** Start Exercise input **

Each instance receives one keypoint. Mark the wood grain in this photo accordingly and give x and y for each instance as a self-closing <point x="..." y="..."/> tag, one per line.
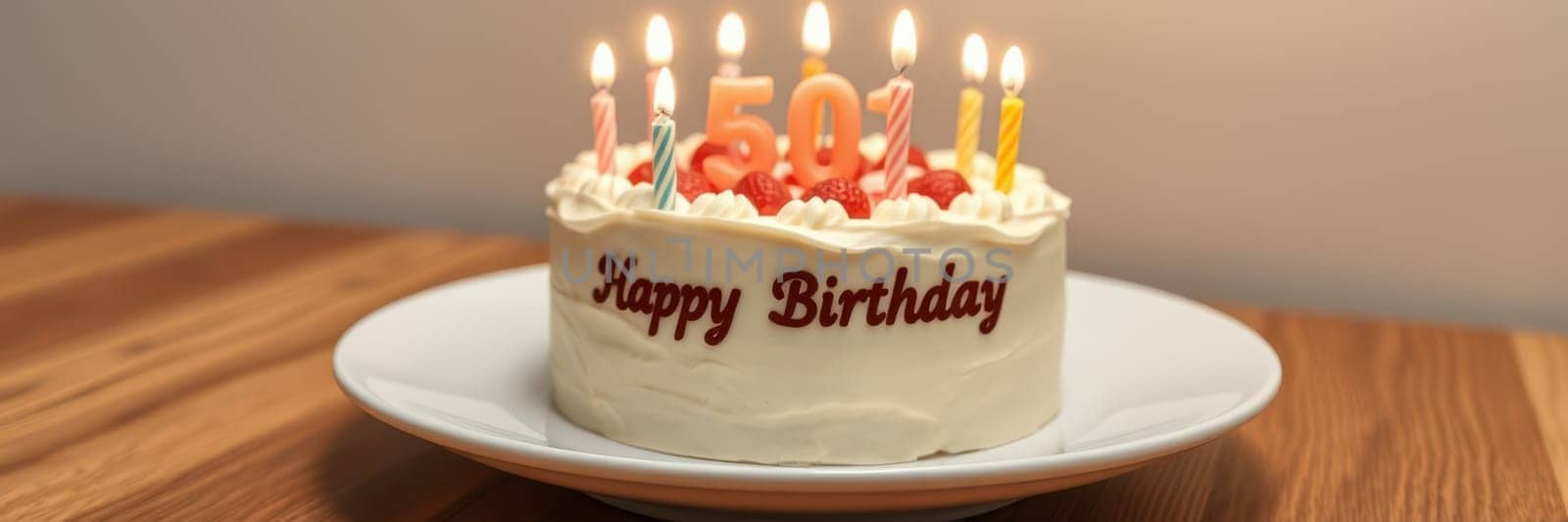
<point x="174" y="364"/>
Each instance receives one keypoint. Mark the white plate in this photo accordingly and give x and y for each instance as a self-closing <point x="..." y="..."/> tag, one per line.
<point x="1145" y="375"/>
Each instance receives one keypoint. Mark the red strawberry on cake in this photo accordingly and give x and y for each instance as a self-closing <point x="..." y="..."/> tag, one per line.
<point x="940" y="185"/>
<point x="764" y="192"/>
<point x="846" y="193"/>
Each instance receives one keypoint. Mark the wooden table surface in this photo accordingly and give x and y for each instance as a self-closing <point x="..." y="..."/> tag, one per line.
<point x="176" y="364"/>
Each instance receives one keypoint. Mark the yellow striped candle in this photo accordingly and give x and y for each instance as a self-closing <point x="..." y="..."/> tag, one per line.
<point x="971" y="102"/>
<point x="1011" y="119"/>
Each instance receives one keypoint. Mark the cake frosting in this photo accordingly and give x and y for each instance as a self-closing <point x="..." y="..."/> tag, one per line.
<point x="807" y="337"/>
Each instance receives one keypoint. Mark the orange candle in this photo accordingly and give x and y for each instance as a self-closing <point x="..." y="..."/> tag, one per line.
<point x="728" y="125"/>
<point x="805" y="110"/>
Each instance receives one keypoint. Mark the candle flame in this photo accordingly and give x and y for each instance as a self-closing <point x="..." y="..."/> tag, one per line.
<point x="815" y="35"/>
<point x="1013" y="71"/>
<point x="658" y="41"/>
<point x="976" y="59"/>
<point x="665" y="93"/>
<point x="731" y="36"/>
<point x="904" y="41"/>
<point x="603" y="70"/>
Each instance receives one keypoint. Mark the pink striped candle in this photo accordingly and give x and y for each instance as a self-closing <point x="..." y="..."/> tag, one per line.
<point x="603" y="106"/>
<point x="604" y="130"/>
<point x="901" y="99"/>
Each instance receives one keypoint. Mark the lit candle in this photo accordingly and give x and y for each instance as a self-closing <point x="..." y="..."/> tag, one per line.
<point x="659" y="47"/>
<point x="603" y="106"/>
<point x="815" y="38"/>
<point x="728" y="125"/>
<point x="663" y="132"/>
<point x="1011" y="119"/>
<point x="901" y="101"/>
<point x="731" y="44"/>
<point x="805" y="110"/>
<point x="969" y="106"/>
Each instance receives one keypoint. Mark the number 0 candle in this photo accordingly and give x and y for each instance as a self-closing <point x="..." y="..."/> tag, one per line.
<point x="969" y="106"/>
<point x="659" y="47"/>
<point x="1011" y="119"/>
<point x="603" y="106"/>
<point x="901" y="101"/>
<point x="663" y="132"/>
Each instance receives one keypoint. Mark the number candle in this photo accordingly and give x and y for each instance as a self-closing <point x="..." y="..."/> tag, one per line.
<point x="815" y="38"/>
<point x="901" y="101"/>
<point x="663" y="132"/>
<point x="1011" y="119"/>
<point x="728" y="125"/>
<point x="659" y="47"/>
<point x="603" y="106"/>
<point x="731" y="44"/>
<point x="969" y="106"/>
<point x="805" y="109"/>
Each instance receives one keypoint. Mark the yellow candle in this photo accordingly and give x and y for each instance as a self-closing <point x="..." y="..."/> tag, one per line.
<point x="815" y="38"/>
<point x="726" y="125"/>
<point x="969" y="106"/>
<point x="1011" y="119"/>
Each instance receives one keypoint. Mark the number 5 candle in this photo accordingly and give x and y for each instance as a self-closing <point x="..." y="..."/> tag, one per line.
<point x="603" y="106"/>
<point x="1011" y="119"/>
<point x="663" y="132"/>
<point x="969" y="106"/>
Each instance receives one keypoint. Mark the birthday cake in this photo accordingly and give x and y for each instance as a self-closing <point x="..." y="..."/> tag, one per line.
<point x="851" y="300"/>
<point x="807" y="334"/>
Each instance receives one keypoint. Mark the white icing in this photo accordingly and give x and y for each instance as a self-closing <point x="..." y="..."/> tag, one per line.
<point x="982" y="204"/>
<point x="725" y="204"/>
<point x="1031" y="198"/>
<point x="814" y="214"/>
<point x="604" y="187"/>
<point x="913" y="208"/>
<point x="846" y="394"/>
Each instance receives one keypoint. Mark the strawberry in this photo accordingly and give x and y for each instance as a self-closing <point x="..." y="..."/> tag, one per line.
<point x="940" y="185"/>
<point x="642" y="174"/>
<point x="916" y="157"/>
<point x="692" y="184"/>
<point x="846" y="193"/>
<point x="768" y="195"/>
<point x="825" y="156"/>
<point x="703" y="151"/>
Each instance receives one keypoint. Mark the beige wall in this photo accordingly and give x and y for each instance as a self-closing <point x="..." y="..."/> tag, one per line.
<point x="1395" y="157"/>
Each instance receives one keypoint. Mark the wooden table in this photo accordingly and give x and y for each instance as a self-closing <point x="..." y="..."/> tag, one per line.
<point x="174" y="364"/>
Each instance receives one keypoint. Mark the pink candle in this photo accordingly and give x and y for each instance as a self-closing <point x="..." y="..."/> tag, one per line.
<point x="804" y="110"/>
<point x="901" y="101"/>
<point x="603" y="106"/>
<point x="728" y="125"/>
<point x="659" y="47"/>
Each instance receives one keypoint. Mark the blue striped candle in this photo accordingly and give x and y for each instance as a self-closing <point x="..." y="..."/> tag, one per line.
<point x="663" y="133"/>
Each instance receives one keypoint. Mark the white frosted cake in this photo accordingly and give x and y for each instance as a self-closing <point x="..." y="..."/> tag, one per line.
<point x="807" y="333"/>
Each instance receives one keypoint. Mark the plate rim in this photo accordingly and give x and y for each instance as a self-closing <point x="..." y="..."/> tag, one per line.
<point x="788" y="477"/>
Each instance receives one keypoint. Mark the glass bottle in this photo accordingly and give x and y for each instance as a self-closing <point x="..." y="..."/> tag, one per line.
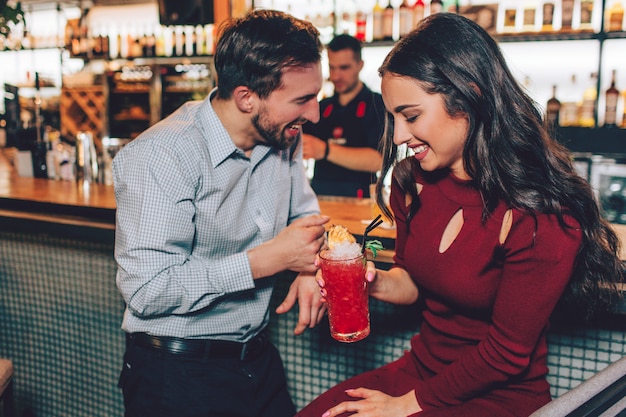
<point x="436" y="6"/>
<point x="388" y="14"/>
<point x="569" y="106"/>
<point x="377" y="22"/>
<point x="418" y="11"/>
<point x="406" y="18"/>
<point x="553" y="110"/>
<point x="611" y="97"/>
<point x="361" y="25"/>
<point x="547" y="16"/>
<point x="586" y="14"/>
<point x="567" y="14"/>
<point x="588" y="107"/>
<point x="615" y="17"/>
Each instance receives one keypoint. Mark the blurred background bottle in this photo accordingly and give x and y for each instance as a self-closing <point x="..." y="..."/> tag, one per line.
<point x="436" y="6"/>
<point x="405" y="18"/>
<point x="615" y="17"/>
<point x="567" y="14"/>
<point x="553" y="110"/>
<point x="588" y="106"/>
<point x="418" y="11"/>
<point x="611" y="97"/>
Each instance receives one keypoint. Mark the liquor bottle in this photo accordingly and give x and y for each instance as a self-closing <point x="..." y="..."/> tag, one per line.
<point x="615" y="17"/>
<point x="567" y="14"/>
<point x="377" y="22"/>
<point x="388" y="15"/>
<point x="529" y="16"/>
<point x="436" y="6"/>
<point x="406" y="18"/>
<point x="611" y="97"/>
<point x="623" y="125"/>
<point x="418" y="11"/>
<point x="588" y="107"/>
<point x="553" y="110"/>
<point x="548" y="17"/>
<point x="361" y="25"/>
<point x="508" y="17"/>
<point x="586" y="14"/>
<point x="569" y="104"/>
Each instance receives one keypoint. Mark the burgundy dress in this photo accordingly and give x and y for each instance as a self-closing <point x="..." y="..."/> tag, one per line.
<point x="481" y="350"/>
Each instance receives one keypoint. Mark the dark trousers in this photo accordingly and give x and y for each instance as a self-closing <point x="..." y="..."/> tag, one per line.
<point x="161" y="384"/>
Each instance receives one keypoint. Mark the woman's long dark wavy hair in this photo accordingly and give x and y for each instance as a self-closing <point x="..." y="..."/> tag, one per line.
<point x="508" y="153"/>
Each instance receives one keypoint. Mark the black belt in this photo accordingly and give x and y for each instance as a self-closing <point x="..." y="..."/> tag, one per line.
<point x="202" y="348"/>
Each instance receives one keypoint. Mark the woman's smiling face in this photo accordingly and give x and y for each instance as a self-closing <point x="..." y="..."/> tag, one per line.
<point x="423" y="124"/>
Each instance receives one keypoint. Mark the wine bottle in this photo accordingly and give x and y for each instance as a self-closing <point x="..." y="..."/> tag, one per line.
<point x="553" y="110"/>
<point x="548" y="16"/>
<point x="567" y="14"/>
<point x="436" y="6"/>
<point x="418" y="11"/>
<point x="611" y="97"/>
<point x="615" y="17"/>
<point x="406" y="19"/>
<point x="588" y="106"/>
<point x="377" y="22"/>
<point x="388" y="14"/>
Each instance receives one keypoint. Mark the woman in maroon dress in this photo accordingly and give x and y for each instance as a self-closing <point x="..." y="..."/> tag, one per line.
<point x="494" y="229"/>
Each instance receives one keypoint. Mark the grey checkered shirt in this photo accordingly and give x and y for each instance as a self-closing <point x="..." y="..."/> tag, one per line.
<point x="189" y="207"/>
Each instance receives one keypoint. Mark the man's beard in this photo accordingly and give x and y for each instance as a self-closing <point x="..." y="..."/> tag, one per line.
<point x="273" y="134"/>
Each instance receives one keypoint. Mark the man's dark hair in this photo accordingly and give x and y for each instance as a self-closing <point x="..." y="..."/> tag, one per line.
<point x="254" y="50"/>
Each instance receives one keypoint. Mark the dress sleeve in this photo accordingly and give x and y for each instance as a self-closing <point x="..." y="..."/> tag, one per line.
<point x="539" y="258"/>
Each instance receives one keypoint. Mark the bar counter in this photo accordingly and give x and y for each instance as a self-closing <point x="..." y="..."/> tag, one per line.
<point x="60" y="310"/>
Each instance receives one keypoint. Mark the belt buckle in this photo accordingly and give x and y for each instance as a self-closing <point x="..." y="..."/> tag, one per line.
<point x="244" y="352"/>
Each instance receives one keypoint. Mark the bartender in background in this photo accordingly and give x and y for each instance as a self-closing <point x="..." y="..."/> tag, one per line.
<point x="344" y="142"/>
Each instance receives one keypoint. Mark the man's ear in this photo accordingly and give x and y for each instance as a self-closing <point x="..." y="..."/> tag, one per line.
<point x="244" y="98"/>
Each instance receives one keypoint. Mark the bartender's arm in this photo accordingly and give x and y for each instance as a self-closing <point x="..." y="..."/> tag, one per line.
<point x="357" y="159"/>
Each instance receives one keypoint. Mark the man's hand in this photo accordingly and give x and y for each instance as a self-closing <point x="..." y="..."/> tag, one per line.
<point x="306" y="291"/>
<point x="372" y="403"/>
<point x="313" y="147"/>
<point x="294" y="248"/>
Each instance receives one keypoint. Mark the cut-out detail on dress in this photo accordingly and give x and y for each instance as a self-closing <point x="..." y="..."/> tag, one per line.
<point x="451" y="231"/>
<point x="407" y="197"/>
<point x="507" y="222"/>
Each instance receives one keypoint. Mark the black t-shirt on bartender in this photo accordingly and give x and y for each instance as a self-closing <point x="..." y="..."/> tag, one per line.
<point x="358" y="124"/>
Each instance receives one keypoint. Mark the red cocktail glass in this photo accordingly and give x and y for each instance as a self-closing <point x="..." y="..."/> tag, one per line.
<point x="346" y="297"/>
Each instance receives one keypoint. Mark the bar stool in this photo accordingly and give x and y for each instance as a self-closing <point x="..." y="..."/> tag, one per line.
<point x="6" y="387"/>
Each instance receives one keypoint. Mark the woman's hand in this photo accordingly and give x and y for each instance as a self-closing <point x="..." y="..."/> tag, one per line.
<point x="374" y="403"/>
<point x="370" y="276"/>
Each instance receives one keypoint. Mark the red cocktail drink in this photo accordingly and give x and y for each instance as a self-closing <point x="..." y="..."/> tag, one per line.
<point x="346" y="297"/>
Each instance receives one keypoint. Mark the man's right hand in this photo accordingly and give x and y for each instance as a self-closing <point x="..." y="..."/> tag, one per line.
<point x="294" y="248"/>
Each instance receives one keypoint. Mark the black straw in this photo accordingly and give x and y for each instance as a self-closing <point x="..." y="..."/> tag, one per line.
<point x="373" y="225"/>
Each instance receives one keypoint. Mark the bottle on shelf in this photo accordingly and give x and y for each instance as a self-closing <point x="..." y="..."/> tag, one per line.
<point x="529" y="15"/>
<point x="553" y="110"/>
<point x="418" y="11"/>
<point x="623" y="125"/>
<point x="361" y="25"/>
<point x="567" y="14"/>
<point x="611" y="96"/>
<point x="377" y="22"/>
<point x="388" y="18"/>
<point x="436" y="6"/>
<point x="588" y="106"/>
<point x="547" y="17"/>
<point x="405" y="15"/>
<point x="615" y="17"/>
<point x="569" y="106"/>
<point x="586" y="14"/>
<point x="509" y="17"/>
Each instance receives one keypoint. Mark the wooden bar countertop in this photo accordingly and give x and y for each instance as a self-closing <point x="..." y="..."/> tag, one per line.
<point x="93" y="205"/>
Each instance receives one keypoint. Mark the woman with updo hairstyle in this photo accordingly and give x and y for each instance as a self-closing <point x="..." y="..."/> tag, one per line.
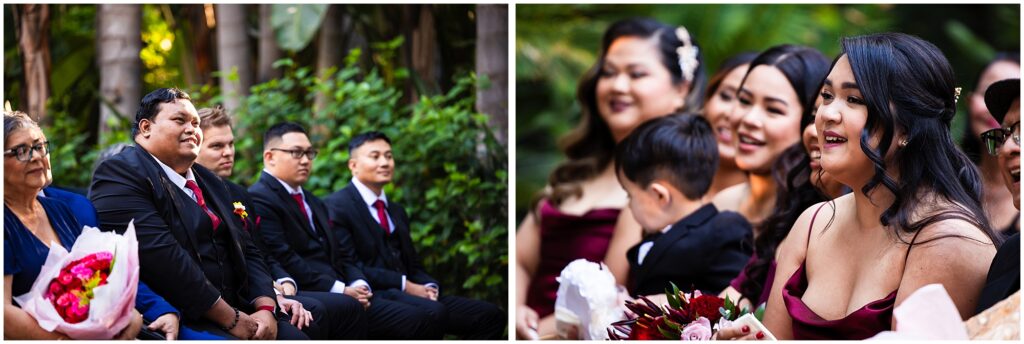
<point x="719" y="100"/>
<point x="914" y="215"/>
<point x="645" y="70"/>
<point x="776" y="93"/>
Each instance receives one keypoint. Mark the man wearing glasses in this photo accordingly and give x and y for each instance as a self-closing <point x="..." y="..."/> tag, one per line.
<point x="296" y="230"/>
<point x="1003" y="99"/>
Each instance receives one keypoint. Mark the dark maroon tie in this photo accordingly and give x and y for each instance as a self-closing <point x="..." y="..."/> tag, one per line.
<point x="382" y="214"/>
<point x="202" y="203"/>
<point x="302" y="206"/>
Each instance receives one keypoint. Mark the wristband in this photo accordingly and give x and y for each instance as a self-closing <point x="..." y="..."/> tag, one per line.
<point x="233" y="324"/>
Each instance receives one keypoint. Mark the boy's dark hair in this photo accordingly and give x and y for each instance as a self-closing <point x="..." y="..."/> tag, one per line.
<point x="281" y="129"/>
<point x="679" y="147"/>
<point x="363" y="138"/>
<point x="150" y="105"/>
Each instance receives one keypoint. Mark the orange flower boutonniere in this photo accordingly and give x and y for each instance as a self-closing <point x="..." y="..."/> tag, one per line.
<point x="241" y="210"/>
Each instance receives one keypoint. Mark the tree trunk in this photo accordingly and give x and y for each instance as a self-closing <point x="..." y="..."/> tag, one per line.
<point x="268" y="50"/>
<point x="119" y="31"/>
<point x="424" y="48"/>
<point x="232" y="54"/>
<point x="492" y="60"/>
<point x="329" y="50"/>
<point x="35" y="45"/>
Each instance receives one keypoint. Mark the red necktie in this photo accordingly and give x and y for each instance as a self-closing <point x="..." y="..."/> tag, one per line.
<point x="381" y="214"/>
<point x="302" y="206"/>
<point x="202" y="203"/>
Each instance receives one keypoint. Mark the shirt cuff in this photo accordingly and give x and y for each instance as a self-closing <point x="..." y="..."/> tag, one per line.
<point x="360" y="283"/>
<point x="339" y="288"/>
<point x="282" y="281"/>
<point x="435" y="287"/>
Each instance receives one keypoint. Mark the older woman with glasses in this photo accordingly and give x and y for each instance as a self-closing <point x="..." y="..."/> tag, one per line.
<point x="32" y="223"/>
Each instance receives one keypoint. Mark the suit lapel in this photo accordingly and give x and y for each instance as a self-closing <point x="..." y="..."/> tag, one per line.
<point x="360" y="207"/>
<point x="185" y="218"/>
<point x="679" y="230"/>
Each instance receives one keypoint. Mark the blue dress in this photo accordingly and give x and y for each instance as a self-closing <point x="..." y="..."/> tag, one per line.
<point x="25" y="255"/>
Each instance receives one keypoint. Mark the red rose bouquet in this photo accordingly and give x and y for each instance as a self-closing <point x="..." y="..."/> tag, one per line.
<point x="89" y="292"/>
<point x="72" y="291"/>
<point x="687" y="316"/>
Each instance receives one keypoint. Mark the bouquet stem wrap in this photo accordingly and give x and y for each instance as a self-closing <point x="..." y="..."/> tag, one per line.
<point x="112" y="304"/>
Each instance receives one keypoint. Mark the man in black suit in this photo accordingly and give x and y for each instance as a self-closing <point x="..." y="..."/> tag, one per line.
<point x="381" y="232"/>
<point x="295" y="229"/>
<point x="192" y="250"/>
<point x="318" y="314"/>
<point x="666" y="166"/>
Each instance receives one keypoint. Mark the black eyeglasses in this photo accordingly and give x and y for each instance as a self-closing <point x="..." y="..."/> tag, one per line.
<point x="24" y="152"/>
<point x="297" y="154"/>
<point x="996" y="137"/>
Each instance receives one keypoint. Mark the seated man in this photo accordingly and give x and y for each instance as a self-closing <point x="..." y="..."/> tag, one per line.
<point x="666" y="166"/>
<point x="381" y="232"/>
<point x="192" y="250"/>
<point x="295" y="229"/>
<point x="334" y="315"/>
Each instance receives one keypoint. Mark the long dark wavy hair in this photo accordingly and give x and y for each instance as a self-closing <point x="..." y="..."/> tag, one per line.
<point x="908" y="87"/>
<point x="590" y="145"/>
<point x="971" y="142"/>
<point x="727" y="66"/>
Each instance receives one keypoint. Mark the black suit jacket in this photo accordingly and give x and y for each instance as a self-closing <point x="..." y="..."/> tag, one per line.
<point x="351" y="217"/>
<point x="705" y="250"/>
<point x="251" y="224"/>
<point x="312" y="261"/>
<point x="132" y="186"/>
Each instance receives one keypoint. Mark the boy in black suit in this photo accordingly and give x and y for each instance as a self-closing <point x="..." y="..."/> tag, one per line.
<point x="666" y="166"/>
<point x="380" y="229"/>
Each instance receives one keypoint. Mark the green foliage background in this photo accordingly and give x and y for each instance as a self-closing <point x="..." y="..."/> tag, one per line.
<point x="451" y="172"/>
<point x="555" y="44"/>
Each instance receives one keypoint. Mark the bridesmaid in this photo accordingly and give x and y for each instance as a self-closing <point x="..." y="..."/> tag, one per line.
<point x="719" y="101"/>
<point x="913" y="219"/>
<point x="777" y="91"/>
<point x="646" y="70"/>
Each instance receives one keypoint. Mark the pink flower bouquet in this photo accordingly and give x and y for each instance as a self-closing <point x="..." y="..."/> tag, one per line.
<point x="88" y="293"/>
<point x="687" y="316"/>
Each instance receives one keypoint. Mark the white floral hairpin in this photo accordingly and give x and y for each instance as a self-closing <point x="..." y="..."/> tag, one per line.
<point x="687" y="53"/>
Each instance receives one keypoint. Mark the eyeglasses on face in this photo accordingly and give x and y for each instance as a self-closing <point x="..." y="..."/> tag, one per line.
<point x="297" y="154"/>
<point x="994" y="138"/>
<point x="24" y="152"/>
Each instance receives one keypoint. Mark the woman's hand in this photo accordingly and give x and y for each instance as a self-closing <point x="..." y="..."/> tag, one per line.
<point x="738" y="332"/>
<point x="526" y="323"/>
<point x="130" y="332"/>
<point x="300" y="316"/>
<point x="168" y="324"/>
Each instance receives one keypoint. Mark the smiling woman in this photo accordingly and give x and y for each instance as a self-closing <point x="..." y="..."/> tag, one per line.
<point x="646" y="70"/>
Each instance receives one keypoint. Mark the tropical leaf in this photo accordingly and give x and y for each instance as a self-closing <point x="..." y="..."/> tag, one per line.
<point x="294" y="25"/>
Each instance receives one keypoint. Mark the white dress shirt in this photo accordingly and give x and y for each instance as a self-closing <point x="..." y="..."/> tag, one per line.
<point x="645" y="247"/>
<point x="339" y="287"/>
<point x="370" y="198"/>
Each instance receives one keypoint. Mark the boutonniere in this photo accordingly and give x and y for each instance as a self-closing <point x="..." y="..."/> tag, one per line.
<point x="240" y="210"/>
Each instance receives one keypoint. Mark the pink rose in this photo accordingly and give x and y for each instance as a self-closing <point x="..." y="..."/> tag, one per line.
<point x="698" y="330"/>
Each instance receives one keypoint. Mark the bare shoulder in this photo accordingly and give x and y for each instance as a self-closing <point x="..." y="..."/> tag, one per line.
<point x="730" y="198"/>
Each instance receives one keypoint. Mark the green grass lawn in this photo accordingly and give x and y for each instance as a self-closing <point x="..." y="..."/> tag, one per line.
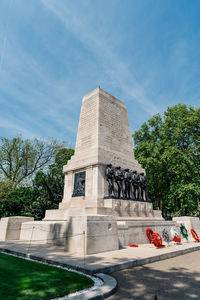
<point x="23" y="279"/>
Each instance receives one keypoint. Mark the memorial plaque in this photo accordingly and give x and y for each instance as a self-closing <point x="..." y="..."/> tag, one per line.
<point x="79" y="184"/>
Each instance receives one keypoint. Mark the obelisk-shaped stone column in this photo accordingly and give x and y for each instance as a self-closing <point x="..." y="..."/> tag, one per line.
<point x="103" y="137"/>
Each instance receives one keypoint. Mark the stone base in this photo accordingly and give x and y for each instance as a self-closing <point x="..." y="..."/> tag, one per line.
<point x="131" y="208"/>
<point x="92" y="234"/>
<point x="134" y="232"/>
<point x="189" y="223"/>
<point x="87" y="234"/>
<point x="45" y="232"/>
<point x="10" y="227"/>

** End Exercise input **

* [Goal]
Output only the lines from the line that contains "Each instance receives one keypoint. Mark the boutonniere" through the end of the material, both ends included, and skip every picture.

* [Output of the task]
Each instance receives one keypoint. Mark the boutonniere in this photo accordingly and give x and y for each instance as a self-closing <point x="..." y="..."/> tag, one per line.
<point x="240" y="210"/>
Each instance receives one keypoint. Mark the pink rose in this photo accordingly and give x and y for each instance as a self-closing <point x="..." y="..."/> tag, one per line.
<point x="698" y="330"/>
Each instance receives one keypoint. Mark the bare shoulder in this photo accordingly and give x and y for each instance as a self-closing <point x="..." y="..."/> tag, one per line.
<point x="730" y="198"/>
Each instance receives one keypoint. Mark the green grass lawn in this photo accordingly and give x and y for each instance as a self-closing <point x="..." y="..."/> tag, one per line.
<point x="23" y="279"/>
Each instance receives one keypoint. Mark the memorial plaque in this photo accordingly and give x and y for each instance as a self-closing <point x="..." y="..."/> tag, one per line.
<point x="79" y="184"/>
Each instance receives one keypoint. Mark the obelisk-shaped stone column in this photo accordingly and give x and y for each instance as a self-closing <point x="..." y="..."/> tag, one per line.
<point x="103" y="137"/>
Each instance receives one keypoint. Mark the stone base in this photo accordingly and give x and y for each instance as a self-closing <point x="..." y="..."/> tag, one per line.
<point x="131" y="208"/>
<point x="92" y="234"/>
<point x="134" y="232"/>
<point x="189" y="223"/>
<point x="87" y="234"/>
<point x="45" y="232"/>
<point x="10" y="227"/>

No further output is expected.